*** Opening of Data for review ***

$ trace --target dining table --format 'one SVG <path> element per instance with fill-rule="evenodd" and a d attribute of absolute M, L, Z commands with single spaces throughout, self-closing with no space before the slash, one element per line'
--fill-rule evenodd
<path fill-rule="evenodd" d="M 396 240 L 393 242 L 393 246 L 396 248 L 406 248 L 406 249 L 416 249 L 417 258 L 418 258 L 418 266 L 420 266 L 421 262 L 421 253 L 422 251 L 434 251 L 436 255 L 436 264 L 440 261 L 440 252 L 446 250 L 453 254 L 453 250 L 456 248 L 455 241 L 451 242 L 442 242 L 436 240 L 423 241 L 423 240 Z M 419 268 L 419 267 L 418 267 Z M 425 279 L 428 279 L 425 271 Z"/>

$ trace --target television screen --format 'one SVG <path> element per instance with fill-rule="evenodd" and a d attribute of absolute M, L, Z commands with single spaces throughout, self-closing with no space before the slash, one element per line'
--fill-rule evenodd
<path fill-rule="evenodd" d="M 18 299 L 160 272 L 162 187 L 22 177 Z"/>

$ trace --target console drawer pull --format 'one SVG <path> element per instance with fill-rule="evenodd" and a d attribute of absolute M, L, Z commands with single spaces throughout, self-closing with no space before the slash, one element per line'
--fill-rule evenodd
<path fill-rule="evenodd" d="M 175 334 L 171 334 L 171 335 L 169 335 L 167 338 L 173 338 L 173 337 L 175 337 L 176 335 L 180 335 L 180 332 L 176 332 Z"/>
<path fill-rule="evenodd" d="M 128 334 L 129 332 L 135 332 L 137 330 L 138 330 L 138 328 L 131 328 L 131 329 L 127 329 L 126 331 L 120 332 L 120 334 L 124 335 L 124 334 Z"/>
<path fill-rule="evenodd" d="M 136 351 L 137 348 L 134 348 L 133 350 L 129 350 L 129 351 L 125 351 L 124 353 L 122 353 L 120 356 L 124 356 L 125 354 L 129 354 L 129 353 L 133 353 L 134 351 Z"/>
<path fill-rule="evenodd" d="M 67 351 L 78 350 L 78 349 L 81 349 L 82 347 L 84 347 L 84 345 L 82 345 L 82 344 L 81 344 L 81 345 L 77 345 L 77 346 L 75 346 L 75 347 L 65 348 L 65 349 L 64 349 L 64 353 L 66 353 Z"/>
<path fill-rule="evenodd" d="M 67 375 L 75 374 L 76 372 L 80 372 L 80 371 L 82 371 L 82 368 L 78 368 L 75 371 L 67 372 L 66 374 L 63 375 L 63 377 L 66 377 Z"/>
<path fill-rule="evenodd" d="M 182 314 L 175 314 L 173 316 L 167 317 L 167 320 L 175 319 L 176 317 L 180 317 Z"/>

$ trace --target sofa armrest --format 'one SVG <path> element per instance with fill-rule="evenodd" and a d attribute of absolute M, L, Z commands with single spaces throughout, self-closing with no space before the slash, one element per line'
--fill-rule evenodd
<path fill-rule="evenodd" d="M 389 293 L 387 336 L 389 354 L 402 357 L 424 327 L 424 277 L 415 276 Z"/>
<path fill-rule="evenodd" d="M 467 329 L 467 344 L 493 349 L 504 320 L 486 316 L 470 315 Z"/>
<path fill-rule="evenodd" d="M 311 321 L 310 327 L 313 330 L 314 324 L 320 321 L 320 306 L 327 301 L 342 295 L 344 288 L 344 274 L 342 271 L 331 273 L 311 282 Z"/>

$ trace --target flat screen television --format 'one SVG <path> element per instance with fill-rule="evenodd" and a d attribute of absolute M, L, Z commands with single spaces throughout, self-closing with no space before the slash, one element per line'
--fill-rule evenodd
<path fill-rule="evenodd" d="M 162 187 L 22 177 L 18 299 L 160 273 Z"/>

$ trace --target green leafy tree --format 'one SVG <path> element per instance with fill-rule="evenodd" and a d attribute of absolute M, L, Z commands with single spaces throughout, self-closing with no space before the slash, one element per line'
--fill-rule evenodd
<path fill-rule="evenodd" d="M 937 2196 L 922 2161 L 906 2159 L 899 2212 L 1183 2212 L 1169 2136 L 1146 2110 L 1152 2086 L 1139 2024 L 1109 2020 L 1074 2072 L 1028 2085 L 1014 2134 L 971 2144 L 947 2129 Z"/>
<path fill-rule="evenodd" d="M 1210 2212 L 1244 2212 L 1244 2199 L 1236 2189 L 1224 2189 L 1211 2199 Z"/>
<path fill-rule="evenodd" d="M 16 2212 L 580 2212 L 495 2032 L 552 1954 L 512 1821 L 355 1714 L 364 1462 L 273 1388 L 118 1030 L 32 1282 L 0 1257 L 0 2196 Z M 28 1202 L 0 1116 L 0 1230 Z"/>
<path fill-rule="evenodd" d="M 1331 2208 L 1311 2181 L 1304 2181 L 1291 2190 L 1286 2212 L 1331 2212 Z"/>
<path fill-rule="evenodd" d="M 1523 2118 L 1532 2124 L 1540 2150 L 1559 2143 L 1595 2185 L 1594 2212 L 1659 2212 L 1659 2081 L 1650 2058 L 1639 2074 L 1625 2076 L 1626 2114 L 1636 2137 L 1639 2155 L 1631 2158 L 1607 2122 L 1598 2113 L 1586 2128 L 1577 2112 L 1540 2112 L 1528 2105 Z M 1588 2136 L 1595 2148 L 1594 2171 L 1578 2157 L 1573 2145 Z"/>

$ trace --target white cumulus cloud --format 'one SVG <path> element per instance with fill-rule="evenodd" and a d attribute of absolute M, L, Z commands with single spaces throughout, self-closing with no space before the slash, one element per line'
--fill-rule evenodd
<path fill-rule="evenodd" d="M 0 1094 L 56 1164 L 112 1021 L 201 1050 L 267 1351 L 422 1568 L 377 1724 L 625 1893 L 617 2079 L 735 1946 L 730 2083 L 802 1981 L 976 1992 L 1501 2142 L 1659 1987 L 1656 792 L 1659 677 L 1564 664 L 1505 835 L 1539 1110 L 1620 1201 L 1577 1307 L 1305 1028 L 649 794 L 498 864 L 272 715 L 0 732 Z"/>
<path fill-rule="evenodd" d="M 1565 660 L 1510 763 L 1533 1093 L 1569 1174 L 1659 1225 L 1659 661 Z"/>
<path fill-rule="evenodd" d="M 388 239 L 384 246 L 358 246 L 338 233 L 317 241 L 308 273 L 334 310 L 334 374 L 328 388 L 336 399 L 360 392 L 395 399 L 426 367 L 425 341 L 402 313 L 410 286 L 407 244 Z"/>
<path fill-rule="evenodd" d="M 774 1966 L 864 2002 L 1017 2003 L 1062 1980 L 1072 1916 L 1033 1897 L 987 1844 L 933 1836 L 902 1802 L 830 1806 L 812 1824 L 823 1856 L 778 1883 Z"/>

*** Close of Data for review ***

Required work: Now output the listing above, exactly as it appears.

The answer:
$ trace --target dining table --format 'one SVG <path> element per instance with fill-rule="evenodd" and a d attribute of absolute M, L, Z commands with single spaces throughout, self-closing with no space before the slash, one element per line'
--fill-rule evenodd
<path fill-rule="evenodd" d="M 396 240 L 393 242 L 393 246 L 396 248 L 406 248 L 406 249 L 416 249 L 417 258 L 418 258 L 418 266 L 420 266 L 421 262 L 421 253 L 422 251 L 434 251 L 436 255 L 436 264 L 440 261 L 440 252 L 446 250 L 453 254 L 453 250 L 456 248 L 455 241 L 451 242 L 442 242 L 436 240 L 423 241 L 423 240 Z M 419 268 L 419 267 L 418 267 Z M 425 279 L 428 279 L 425 271 Z"/>

$ trace --target television screen --format 'one SVG <path> element per instance with fill-rule="evenodd" and a d attribute of absolute M, L, Z commands with single spaces throughout, self-closing with no space before the slash, one element per line'
--fill-rule evenodd
<path fill-rule="evenodd" d="M 18 299 L 160 272 L 162 187 L 22 177 Z"/>

$ trace --target console drawer pull --format 'one SVG <path> element per instance with fill-rule="evenodd" and a d attribute of absolute M, L, Z commands with single spaces throughout, self-closing with no space before the slash, one element per line'
--fill-rule evenodd
<path fill-rule="evenodd" d="M 175 334 L 171 334 L 171 335 L 169 335 L 167 338 L 173 338 L 173 337 L 175 337 L 176 335 L 180 335 L 180 332 L 176 332 Z"/>
<path fill-rule="evenodd" d="M 128 334 L 129 332 L 135 332 L 137 330 L 138 330 L 138 328 L 131 328 L 131 329 L 127 329 L 126 331 L 120 332 L 120 334 L 124 335 L 124 334 Z"/>
<path fill-rule="evenodd" d="M 136 351 L 137 348 L 134 348 L 133 350 L 129 350 L 129 351 L 125 351 L 124 353 L 122 353 L 120 356 L 124 356 L 125 354 L 129 354 L 129 353 L 133 353 L 134 351 Z"/>
<path fill-rule="evenodd" d="M 67 351 L 78 350 L 78 349 L 81 349 L 82 347 L 84 347 L 84 345 L 82 345 L 82 344 L 81 344 L 81 345 L 77 345 L 77 346 L 75 346 L 75 347 L 65 348 L 65 349 L 64 349 L 64 353 L 66 353 Z"/>
<path fill-rule="evenodd" d="M 67 375 L 75 374 L 76 372 L 80 372 L 80 371 L 82 371 L 82 368 L 78 368 L 75 371 L 67 372 L 66 374 L 63 375 L 63 377 L 66 377 Z"/>
<path fill-rule="evenodd" d="M 182 314 L 175 314 L 173 316 L 167 317 L 167 320 L 175 319 L 176 317 L 180 317 Z"/>

$ trace --target sofa armrest --format 'one SVG <path> element per instance with fill-rule="evenodd" and a d attribute of absolute M, L, Z commands with single spaces throughout, self-closing with no space before the slash, one element per line'
--fill-rule evenodd
<path fill-rule="evenodd" d="M 389 293 L 387 336 L 389 354 L 402 357 L 424 327 L 424 277 L 415 276 Z"/>
<path fill-rule="evenodd" d="M 467 329 L 467 344 L 493 349 L 504 320 L 486 316 L 470 315 Z"/>
<path fill-rule="evenodd" d="M 311 321 L 310 327 L 313 330 L 314 324 L 320 321 L 320 306 L 327 301 L 342 295 L 344 288 L 344 274 L 342 271 L 331 273 L 311 282 Z"/>

$ trace --target flat screen television --format 'one SVG <path> element per instance with fill-rule="evenodd" and a d attribute of absolute M, L, Z commands with single spaces throughout, self-closing with no space before the slash, one element per line'
--fill-rule evenodd
<path fill-rule="evenodd" d="M 162 187 L 22 177 L 18 299 L 160 273 Z"/>

$ trace --target green leafy tree --format 'one SVG <path> element per instance with fill-rule="evenodd" and a d attribute of absolute M, L, Z commands with single spaces throughout, self-closing with no space before the slash, one element per line'
--fill-rule evenodd
<path fill-rule="evenodd" d="M 937 2196 L 922 2161 L 906 2159 L 899 2212 L 1183 2212 L 1169 2136 L 1146 2110 L 1152 2086 L 1139 2024 L 1109 2020 L 1074 2072 L 1028 2085 L 1014 2134 L 971 2144 L 947 2129 Z"/>
<path fill-rule="evenodd" d="M 1210 2212 L 1244 2212 L 1244 2199 L 1236 2189 L 1224 2189 L 1211 2199 Z"/>
<path fill-rule="evenodd" d="M 16 2212 L 580 2212 L 495 2032 L 552 1954 L 512 1821 L 355 1714 L 364 1462 L 273 1388 L 118 1030 L 32 1282 L 0 1257 L 0 2196 Z M 28 1202 L 0 1116 L 0 1230 Z"/>
<path fill-rule="evenodd" d="M 1331 2208 L 1311 2181 L 1304 2181 L 1291 2190 L 1286 2212 L 1331 2212 Z"/>
<path fill-rule="evenodd" d="M 1523 2118 L 1532 2124 L 1540 2150 L 1559 2143 L 1595 2185 L 1594 2212 L 1659 2212 L 1659 2081 L 1650 2058 L 1639 2074 L 1625 2076 L 1626 2114 L 1636 2137 L 1639 2155 L 1631 2158 L 1607 2122 L 1598 2113 L 1586 2128 L 1577 2112 L 1540 2112 L 1528 2105 Z M 1588 2136 L 1595 2148 L 1594 2171 L 1578 2157 L 1573 2145 Z"/>

$ trace --target white cumulus cloud --format 'one SVG <path> element per instance with fill-rule="evenodd" and a d attribute of absolute M, L, Z commands with single spaces throughout, self-closing with no space before the slash, one element per line'
--fill-rule evenodd
<path fill-rule="evenodd" d="M 0 1094 L 56 1164 L 112 1021 L 201 1050 L 267 1351 L 422 1568 L 377 1724 L 625 1893 L 617 2079 L 735 1946 L 730 2083 L 802 1981 L 976 1992 L 1501 2142 L 1659 1987 L 1656 792 L 1659 677 L 1564 664 L 1505 835 L 1539 1110 L 1620 1201 L 1577 1307 L 1305 1028 L 649 794 L 498 864 L 272 715 L 0 732 Z"/>
<path fill-rule="evenodd" d="M 1565 660 L 1510 763 L 1533 1093 L 1569 1174 L 1659 1225 L 1659 661 Z"/>
<path fill-rule="evenodd" d="M 388 239 L 384 246 L 358 246 L 338 233 L 317 241 L 308 273 L 334 310 L 334 374 L 328 388 L 336 399 L 360 392 L 395 399 L 426 367 L 425 341 L 402 313 L 410 286 L 407 244 Z"/>
<path fill-rule="evenodd" d="M 774 1966 L 864 2002 L 1017 2003 L 1062 1980 L 1072 1916 L 1033 1897 L 987 1844 L 933 1836 L 902 1802 L 830 1806 L 812 1824 L 823 1856 L 778 1883 Z"/>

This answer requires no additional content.